Proposal

For most people, I believe there is a strong relationship between the median income and median age. How much money you earn is dependent on how much experience you have, and experience comes with time. In other words, there is an association with how much money you earn and how old you are.

I collected data from the Data Commons Python API. I retrieved data about all 50 states in the United States and information for income, age, population, and crime for every year from 2011 to 2019. Some examples include median income of people who live in Wyoming in 2013 and the count of total crimes in Alabama in 2018. Each row represents a different year for one state, meaning there are 9 rows of data for each state.

Note: After exploring the data (EDA), I realized that I did not have enough relevant information for a model. Specifically, I had data about crimes for different parts of the world, but most did not have a timestamp, like the year of when those numbers of crimes happened. Without several time stamps for each location, it would be difficult to yield any meaningful results from the model, since it wouldn't be comparable to a different time in the same location.

With the semester coming to an end, Professor Holowczak and I ultimately decided to stick to collecting the data that I needed, without worrying about gathering more than 10 GB of data, which was intended for this project as it gives a reason to use an engine for large-scale data processing like Spark. Furthermore, with a large amount of data, using a cloud computing service like AWS makes a lot more sense as it can do things like reduce costs, since you only pay for the services you use and you don't pay for the hardware that is used to process and deploy applications from the data. This led to the decision to use the current dataset from the Data Commons Python API. Previously, I was using data from the Data Commons CSV files, Data Commons Data Download Tool files, and a Kaggle dataset.

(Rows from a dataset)
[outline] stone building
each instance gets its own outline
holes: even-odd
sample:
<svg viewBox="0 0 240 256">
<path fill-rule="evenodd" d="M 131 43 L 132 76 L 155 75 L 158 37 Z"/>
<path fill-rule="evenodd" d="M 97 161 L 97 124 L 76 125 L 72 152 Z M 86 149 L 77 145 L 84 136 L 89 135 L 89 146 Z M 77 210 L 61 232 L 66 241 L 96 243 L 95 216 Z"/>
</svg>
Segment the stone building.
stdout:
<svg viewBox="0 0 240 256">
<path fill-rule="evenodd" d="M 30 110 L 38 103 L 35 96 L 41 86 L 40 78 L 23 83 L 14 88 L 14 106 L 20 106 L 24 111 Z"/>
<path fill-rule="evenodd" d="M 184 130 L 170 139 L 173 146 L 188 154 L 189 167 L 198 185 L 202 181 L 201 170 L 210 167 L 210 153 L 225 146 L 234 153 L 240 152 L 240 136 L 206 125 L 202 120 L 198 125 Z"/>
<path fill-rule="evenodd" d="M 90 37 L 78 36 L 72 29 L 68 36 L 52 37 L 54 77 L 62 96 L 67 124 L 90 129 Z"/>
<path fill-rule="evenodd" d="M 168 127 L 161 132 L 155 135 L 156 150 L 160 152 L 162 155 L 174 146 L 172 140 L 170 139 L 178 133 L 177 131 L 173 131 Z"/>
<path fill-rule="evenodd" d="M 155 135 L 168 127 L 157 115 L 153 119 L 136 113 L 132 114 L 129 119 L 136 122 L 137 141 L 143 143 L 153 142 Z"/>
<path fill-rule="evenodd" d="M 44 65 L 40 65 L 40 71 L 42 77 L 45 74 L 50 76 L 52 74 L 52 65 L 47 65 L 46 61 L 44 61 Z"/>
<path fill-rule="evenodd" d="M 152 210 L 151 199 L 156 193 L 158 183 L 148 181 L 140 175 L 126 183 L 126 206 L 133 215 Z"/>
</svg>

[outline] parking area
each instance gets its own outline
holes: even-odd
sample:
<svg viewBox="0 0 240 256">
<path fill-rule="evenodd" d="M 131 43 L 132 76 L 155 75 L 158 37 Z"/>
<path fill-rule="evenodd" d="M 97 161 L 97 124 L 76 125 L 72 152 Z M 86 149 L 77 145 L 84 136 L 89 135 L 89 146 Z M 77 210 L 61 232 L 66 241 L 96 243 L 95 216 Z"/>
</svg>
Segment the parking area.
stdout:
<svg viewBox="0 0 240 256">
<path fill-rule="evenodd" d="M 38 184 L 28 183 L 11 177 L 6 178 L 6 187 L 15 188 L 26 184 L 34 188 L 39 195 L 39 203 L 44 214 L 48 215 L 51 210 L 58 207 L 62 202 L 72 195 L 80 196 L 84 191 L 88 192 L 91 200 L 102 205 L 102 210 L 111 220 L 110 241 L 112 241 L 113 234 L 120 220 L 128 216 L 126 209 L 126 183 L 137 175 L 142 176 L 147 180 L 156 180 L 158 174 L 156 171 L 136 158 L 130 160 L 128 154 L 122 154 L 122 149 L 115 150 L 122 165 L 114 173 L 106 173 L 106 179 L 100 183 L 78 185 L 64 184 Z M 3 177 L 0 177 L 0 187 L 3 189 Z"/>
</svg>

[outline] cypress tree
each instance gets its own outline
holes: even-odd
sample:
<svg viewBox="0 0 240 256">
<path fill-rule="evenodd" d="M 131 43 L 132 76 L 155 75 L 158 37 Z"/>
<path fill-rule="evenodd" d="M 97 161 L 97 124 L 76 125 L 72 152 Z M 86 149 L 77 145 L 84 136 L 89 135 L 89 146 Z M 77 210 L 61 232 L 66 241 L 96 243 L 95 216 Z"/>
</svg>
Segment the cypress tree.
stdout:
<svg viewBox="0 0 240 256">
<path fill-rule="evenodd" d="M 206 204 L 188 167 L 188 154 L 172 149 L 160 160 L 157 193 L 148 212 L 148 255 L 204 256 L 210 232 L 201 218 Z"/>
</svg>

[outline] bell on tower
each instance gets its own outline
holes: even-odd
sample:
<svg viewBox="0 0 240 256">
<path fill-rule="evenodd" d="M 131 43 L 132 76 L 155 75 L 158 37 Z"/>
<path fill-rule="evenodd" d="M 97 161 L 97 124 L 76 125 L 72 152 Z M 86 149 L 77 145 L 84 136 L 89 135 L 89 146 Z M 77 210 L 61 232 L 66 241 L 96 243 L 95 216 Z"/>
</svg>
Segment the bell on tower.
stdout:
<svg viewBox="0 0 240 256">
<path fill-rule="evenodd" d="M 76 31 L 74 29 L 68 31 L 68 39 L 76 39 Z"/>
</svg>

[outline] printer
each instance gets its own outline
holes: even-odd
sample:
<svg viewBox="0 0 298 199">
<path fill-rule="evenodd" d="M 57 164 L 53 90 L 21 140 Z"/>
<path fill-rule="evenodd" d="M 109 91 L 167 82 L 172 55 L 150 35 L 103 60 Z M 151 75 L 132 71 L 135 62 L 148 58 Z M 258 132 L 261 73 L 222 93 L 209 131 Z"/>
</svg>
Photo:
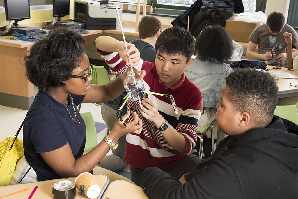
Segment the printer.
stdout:
<svg viewBox="0 0 298 199">
<path fill-rule="evenodd" d="M 74 0 L 74 20 L 87 30 L 120 30 L 114 6 L 92 0 Z M 122 10 L 118 9 L 120 20 Z"/>
</svg>

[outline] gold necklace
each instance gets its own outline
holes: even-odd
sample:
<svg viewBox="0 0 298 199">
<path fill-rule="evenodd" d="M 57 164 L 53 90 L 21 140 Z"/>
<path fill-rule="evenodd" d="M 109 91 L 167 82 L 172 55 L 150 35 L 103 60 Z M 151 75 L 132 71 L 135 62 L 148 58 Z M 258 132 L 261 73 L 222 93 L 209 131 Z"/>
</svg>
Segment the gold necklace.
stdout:
<svg viewBox="0 0 298 199">
<path fill-rule="evenodd" d="M 70 113 L 69 113 L 69 111 L 68 110 L 68 108 L 67 108 L 67 105 L 65 103 L 60 102 L 60 101 L 59 102 L 65 105 L 65 107 L 66 107 L 66 110 L 67 111 L 67 113 L 68 113 L 68 115 L 69 116 L 69 117 L 70 117 L 72 119 L 72 120 L 74 121 L 75 122 L 78 122 L 80 124 L 81 124 L 81 123 L 80 122 L 80 121 L 78 119 L 77 116 L 77 113 L 76 112 L 75 109 L 74 108 L 74 99 L 72 98 L 72 95 L 69 94 L 69 95 L 70 95 L 70 98 L 72 98 L 72 107 L 73 108 L 74 112 L 74 115 L 75 116 L 75 120 L 74 120 L 74 119 L 72 117 L 72 116 L 70 115 Z"/>
</svg>

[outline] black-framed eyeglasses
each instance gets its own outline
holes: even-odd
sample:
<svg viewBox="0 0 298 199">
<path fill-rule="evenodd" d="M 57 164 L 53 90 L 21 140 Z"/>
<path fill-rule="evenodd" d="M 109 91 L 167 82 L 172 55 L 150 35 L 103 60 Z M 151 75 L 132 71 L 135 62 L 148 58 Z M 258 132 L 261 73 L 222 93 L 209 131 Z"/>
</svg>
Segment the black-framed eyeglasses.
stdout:
<svg viewBox="0 0 298 199">
<path fill-rule="evenodd" d="M 70 75 L 70 77 L 74 77 L 75 78 L 83 79 L 84 80 L 84 82 L 86 83 L 86 82 L 88 81 L 88 80 L 89 79 L 89 78 L 90 77 L 90 75 L 91 75 L 91 73 L 92 73 L 92 70 L 93 70 L 93 65 L 92 64 L 89 64 L 89 67 L 90 67 L 90 71 L 89 72 L 88 74 L 87 74 L 87 75 L 85 77 L 83 77 L 83 76 L 79 76 L 79 75 Z"/>
</svg>

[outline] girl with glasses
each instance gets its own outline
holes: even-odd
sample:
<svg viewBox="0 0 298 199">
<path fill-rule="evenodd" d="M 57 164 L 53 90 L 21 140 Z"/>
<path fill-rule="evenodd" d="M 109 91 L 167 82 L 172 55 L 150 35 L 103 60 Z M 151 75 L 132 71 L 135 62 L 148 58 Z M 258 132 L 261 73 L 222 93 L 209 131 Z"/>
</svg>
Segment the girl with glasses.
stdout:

**EXERCISE PROMPT:**
How might the proposal on income and age go on? Write the passage that follows its final sentence.

**RESPONSE BELOW:**
Dataset

Sample of dataset from the API
Sample of transformed dataset

I wrote code to collect data from the Data Commons Python API. The resulting dataset needed to be transformed so that the columns could be used for a model, where every record is a yearly observation for a given state. A new column for state abbreviations was added, which will be used to create visualizations of choropleth maps of U.S. states.

Next, I connected to an Amazon EC2 instance and configured the AWS CLI. An Amazon S3 bucket was created and the code used to collect and transform the data from the API was run. The dataset was then placed in an Amazon S3 bucket.

EDA

Exploring the data

The dataset in the Amazon S3 bucket is loaded for exploratory data analysis using Python. The number of rows and columns, column names, data types of each column, number of missing values in each column, and descriptive statistics like mean and max for all the columns were found.

In the dataset, each row is a specific year and gives information for a state in the United States for the total population, median income of a person, median age of a person, and total count of crimes. The data spans a total of 9 years, starting from 2011 to 2019. Furthermore, there is data for all 50 states. There are no missing values.

From this analysis, I concluded that the dataset should be sufficient in predicting crime rates based on the relationship between median income and median age.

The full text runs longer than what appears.